━━━━━ Brano da leggere
Dato che finora la collaborazione con gli psichiatri del carcere è stata molto costruttiva, anche se in pochi casi, devo dire, dovremmo perciò parlarne con i colleghi. Dalla letteratura – se ne è parlato anche stamattina – risulterebbe che gli psichiatri del carcere debbano, coerentemente con le regole di quella istituzione, utilizzare dosaggi pieni di farmaci tranquillanti (gli antipsicotici sono solo farmaci tranquillanti).

D’altra parte, da una ricerca che si è conclusa recentemente, risulterebbe che dai "Diagnosi e cura" psichiatrica i pazienti - detenuti escono più tranquilli e collaboranti, se sottoposti ad un regime farmacologico. Un regime farmacologico che, dall’inizio alla fine del ricovero, è molto cresciuto, in termini di dosaggi e di numero di medicinali prescritti. Non si sa dove vengono prescritti i farmaci, se in carcere o nei "Diagnosi e cura", quindi anche qui bisognerà che si prenda qualche decisione.

In una riunione di riflessione, che abbiamo fatto nel Dipartimento di salute mentale di Padova, abbiamo pensato che anche il carcere è una struttura residenziale presente nel territorio dove sono previsti i servizi del Dipartimento.

Quindi dovrebbe essere seguito in termini puramente consuleziali, nel totale rispetto delle regole dell’istituzione carceraria? Nel qual caso, però, queste regole dovrebbero essere semplificate e dovrebbero essere condivise.

Oppure intendendo il carcere come una particolare comunità, chiusa, con regole proprie, con scopi istituzionali parzialmente riscritti, quindi intervenendo di conseguenza secondo le metodiche tipiche della psichiatria di comunità? Ma anche questo pone dei problemi, ad esempio la psichiatria di comunità interviene sempre tenendo conto non solo della persona, del paziente, ma anche del contesto nel quale vive.
━━━━━━━━━━
━━━━━ Materiale fornito
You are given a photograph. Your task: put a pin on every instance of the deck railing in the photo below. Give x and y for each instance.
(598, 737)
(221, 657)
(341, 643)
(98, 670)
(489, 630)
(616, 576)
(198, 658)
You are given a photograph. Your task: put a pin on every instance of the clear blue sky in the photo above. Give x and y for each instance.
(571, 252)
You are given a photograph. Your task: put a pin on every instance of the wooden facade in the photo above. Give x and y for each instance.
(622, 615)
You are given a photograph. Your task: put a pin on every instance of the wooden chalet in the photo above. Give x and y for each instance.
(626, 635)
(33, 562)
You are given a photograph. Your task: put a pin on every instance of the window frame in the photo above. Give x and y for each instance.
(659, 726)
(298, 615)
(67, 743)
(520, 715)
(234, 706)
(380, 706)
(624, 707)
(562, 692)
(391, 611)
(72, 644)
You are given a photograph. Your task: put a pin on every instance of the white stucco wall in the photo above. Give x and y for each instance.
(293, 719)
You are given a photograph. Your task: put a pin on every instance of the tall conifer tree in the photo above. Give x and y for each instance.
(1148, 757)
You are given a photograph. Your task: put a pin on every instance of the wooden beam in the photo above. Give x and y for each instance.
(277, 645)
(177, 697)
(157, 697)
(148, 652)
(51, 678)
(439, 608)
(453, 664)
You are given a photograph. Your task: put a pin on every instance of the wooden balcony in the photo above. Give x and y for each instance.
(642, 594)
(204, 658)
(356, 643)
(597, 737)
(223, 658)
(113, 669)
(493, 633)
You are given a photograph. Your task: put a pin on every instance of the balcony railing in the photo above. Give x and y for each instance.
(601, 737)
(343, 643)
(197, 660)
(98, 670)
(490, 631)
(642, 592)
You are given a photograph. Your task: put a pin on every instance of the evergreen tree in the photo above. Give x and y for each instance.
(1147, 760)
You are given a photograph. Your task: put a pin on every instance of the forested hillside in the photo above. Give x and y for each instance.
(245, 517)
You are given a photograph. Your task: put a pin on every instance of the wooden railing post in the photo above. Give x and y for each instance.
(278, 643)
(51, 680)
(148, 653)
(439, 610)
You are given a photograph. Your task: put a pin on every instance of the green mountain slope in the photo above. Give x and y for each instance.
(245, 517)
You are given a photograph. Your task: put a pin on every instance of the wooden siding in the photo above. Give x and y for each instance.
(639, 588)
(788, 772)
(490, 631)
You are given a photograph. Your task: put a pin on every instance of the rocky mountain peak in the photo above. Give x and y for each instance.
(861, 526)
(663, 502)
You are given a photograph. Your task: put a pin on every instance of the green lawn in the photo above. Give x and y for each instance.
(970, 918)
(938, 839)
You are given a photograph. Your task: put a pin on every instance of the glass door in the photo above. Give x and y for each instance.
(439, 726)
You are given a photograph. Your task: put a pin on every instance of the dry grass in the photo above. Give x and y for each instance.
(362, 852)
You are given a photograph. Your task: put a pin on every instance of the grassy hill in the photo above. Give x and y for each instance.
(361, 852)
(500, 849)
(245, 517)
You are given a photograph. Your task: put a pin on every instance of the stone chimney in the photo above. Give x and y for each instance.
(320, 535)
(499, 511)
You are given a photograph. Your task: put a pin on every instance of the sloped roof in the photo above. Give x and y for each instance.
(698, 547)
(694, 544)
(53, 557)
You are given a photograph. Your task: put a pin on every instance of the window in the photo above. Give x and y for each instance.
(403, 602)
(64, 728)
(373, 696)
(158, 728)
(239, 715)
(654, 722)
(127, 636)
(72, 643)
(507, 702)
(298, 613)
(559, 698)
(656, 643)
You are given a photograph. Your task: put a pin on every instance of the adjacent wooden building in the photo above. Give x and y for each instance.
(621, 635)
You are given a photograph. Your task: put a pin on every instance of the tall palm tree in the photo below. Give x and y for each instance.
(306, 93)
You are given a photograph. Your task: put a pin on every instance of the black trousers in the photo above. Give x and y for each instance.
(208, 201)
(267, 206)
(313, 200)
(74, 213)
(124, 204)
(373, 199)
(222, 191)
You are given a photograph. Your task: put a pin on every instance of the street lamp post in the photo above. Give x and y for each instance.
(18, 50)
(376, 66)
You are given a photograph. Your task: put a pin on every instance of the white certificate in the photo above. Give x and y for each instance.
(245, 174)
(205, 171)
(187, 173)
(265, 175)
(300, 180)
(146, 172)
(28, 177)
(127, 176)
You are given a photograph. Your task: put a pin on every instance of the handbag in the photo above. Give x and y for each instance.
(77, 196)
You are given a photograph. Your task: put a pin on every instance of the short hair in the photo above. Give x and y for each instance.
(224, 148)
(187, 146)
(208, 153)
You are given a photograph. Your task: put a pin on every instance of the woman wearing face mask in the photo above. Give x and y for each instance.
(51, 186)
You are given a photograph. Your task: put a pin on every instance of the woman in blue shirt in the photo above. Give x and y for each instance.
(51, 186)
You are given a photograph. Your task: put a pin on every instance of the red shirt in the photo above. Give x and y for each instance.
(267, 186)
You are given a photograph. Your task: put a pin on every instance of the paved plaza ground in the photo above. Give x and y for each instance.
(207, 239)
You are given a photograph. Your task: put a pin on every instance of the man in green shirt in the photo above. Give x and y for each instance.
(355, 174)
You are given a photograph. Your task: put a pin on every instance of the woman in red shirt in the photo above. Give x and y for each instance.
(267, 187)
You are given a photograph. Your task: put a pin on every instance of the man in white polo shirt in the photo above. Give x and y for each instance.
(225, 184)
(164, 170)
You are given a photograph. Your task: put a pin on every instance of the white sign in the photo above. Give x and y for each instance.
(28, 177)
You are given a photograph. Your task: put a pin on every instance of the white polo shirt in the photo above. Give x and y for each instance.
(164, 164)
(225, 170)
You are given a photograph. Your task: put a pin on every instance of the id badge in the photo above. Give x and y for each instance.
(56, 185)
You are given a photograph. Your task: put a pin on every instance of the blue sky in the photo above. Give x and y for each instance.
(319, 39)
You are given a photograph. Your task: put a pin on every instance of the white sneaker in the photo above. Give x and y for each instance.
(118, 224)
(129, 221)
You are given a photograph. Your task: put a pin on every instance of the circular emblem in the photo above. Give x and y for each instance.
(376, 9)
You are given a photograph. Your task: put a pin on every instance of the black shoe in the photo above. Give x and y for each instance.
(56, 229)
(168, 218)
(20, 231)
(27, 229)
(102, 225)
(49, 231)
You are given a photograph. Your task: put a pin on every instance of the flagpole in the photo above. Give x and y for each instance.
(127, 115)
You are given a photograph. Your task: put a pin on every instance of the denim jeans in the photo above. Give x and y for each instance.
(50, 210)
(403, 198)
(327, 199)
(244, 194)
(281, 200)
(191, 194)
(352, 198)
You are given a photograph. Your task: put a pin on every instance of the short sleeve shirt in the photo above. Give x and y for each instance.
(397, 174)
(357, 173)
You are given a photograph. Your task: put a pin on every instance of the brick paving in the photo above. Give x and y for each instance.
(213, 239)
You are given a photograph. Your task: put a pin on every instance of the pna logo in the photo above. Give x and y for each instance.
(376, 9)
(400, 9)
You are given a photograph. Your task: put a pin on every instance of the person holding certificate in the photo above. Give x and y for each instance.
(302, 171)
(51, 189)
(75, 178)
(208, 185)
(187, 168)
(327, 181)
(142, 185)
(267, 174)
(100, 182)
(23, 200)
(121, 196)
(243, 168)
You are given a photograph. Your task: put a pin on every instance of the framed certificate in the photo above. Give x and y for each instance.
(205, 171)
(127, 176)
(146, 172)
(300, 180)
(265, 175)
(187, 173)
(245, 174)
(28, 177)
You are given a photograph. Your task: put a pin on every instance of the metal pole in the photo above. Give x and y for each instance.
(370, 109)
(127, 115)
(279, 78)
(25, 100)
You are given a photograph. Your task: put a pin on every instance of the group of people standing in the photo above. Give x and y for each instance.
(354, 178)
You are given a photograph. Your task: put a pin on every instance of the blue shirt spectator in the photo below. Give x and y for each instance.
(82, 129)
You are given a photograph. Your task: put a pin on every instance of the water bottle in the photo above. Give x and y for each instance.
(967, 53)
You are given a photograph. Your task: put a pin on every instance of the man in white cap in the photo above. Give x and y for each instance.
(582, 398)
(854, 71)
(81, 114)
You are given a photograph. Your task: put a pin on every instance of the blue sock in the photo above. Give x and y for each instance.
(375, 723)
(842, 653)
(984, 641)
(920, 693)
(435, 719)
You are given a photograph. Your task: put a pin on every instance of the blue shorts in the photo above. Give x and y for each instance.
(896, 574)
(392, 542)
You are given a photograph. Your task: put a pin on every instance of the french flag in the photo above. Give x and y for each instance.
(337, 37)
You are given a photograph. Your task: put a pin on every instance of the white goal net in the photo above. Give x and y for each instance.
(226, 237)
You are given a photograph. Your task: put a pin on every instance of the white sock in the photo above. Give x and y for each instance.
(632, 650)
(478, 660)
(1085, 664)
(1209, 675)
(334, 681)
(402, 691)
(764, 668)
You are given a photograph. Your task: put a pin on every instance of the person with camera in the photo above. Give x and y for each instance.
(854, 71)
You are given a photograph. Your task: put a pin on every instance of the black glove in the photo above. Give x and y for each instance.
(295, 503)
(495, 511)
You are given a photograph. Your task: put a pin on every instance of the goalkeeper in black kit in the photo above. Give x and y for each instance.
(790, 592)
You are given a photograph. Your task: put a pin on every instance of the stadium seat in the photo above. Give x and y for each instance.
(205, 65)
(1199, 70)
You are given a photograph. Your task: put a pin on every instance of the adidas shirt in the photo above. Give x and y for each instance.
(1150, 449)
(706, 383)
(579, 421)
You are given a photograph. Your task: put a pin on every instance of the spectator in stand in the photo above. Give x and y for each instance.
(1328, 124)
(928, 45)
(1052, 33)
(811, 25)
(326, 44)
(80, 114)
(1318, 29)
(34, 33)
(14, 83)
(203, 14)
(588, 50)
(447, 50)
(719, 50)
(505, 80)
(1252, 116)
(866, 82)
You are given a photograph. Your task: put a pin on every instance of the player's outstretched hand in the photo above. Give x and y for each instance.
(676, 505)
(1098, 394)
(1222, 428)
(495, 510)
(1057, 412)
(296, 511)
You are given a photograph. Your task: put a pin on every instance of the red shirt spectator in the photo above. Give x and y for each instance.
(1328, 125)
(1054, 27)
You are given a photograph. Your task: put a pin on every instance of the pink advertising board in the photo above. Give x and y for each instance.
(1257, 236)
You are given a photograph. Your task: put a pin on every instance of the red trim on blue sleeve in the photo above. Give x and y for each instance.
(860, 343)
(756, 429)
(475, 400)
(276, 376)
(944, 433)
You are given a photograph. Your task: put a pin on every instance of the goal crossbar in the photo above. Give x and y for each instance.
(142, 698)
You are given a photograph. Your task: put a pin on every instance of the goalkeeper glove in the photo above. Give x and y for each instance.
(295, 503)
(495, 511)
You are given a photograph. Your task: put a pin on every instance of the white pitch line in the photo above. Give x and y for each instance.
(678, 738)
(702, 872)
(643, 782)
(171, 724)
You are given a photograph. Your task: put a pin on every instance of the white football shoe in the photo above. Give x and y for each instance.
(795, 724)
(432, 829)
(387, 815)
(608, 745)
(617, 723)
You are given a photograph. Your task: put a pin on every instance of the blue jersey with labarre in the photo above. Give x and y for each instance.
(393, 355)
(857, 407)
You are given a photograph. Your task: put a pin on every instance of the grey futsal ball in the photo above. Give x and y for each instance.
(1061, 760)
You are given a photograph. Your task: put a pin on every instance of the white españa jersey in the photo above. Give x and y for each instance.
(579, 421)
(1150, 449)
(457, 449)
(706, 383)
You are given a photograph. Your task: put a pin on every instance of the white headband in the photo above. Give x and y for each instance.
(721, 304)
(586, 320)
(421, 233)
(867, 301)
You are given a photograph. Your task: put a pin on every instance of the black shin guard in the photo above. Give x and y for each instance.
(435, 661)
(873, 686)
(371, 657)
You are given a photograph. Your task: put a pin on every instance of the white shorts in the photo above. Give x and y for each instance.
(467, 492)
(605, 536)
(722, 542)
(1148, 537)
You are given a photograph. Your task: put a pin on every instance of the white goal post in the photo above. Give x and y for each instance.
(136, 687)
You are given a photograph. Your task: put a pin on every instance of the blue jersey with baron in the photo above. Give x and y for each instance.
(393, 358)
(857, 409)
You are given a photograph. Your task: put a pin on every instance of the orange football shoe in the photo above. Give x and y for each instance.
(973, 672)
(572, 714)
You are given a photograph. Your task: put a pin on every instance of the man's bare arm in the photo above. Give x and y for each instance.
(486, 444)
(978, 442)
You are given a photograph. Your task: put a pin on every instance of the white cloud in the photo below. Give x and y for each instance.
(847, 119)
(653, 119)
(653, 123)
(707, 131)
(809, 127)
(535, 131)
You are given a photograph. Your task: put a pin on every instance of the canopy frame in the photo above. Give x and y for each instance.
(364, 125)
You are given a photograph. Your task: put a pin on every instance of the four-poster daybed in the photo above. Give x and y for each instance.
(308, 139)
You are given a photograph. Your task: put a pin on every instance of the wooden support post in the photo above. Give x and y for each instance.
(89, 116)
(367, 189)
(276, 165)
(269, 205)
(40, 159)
━━━━━━━━━━
■ Consegna A
Secondo il brano sulla psichiatria in carcere, in quale sede si è tenuta la riunione di riflessione di cui parla l'autore?
■ Consegna B
Prosegui il brano sulla psichiatria in carcere a partire dal punto in cui si interrompe.

■ Risultato dell'esercizio A
Nel Dipartimento di salute mentale di Padova.

■ Risultato dell'esercizio B
Perché anche gli operatori penitenziari sono, in qualche modo, detenuti, e gli effetti della desensibilizzazione umana coinvolgono, ad esempio, un certo numero di operatori, soprattutto giovani che, mentre prima erano lavoratori soddisfatti, poi improvvisamente lasciano questo lavoro. Ad ulteriore esempio, qualche cosa che riguarda gli psichiatri. È noto che gli psichiatri pubblici, nelle more di una più completa comprensione della mission specifica della psichiatria di comunità, delegano volentieri ad altre agenzie, registi teatrali, etc., l’attivazione eventuale di gruppi terapeutici. Questi gruppi di pazienti, oltre a garantire pari opportunità di accesso ad una forma di psicoterapia efficace per tutti gli utenti - e qui voglio ricordare che l’equità di salute è un’altra cosa che l’equità della cura -, comporta il vantaggio di costituirsi come germi di comunità sane.

L’unica ipotesi plausibile, rispetto al fatto che gli psichiatri di una struttura pubblica non promuovono la partecipazione dei cittadini all’attività della struttura stessa, potrebbe essere – lo dico in maniera davvero dubitativa, perché non faccio il sociologo – l’idea che, dato che la formazione di gruppi è necessaria per i cambiamenti sociali, uno psichiatra che lavori in un contesto istituzionale, che è delegato a contenere gli effetti dei cambiamenti sociali presumibilmente collegati con la devianza sociale, non si sente autorizzato a fare dei gruppi con i pazienti. Quindi, il problema in questo caso è il seguente: quando cominciamo a collaborare, gli psichiatri del carcere si sentirebbero autorizzati a fare gruppi terapeutici allargati ai ristretti?

L’altro punto previsto nel Protocollo è di promuovere la realizzazione di strutture residenziali, o semiresidenziali intermedie, rivolte ai dimessi dagli istituti penitenziari e dagli ospedali psichiatrici giudiziari. Di strutture residenziali psichiatriche, con svariati gradi di protezione, ma con livelli bassi di efficacia dal punto di vista psico-sociale, in Veneto e a Padova ne abbiamo più che a sufficienza. Allora dovremmo rifiutare l’equivoco che la sicurezza dei cittadini sia tutelata da pene, più che da interventi di trattamento adeguati.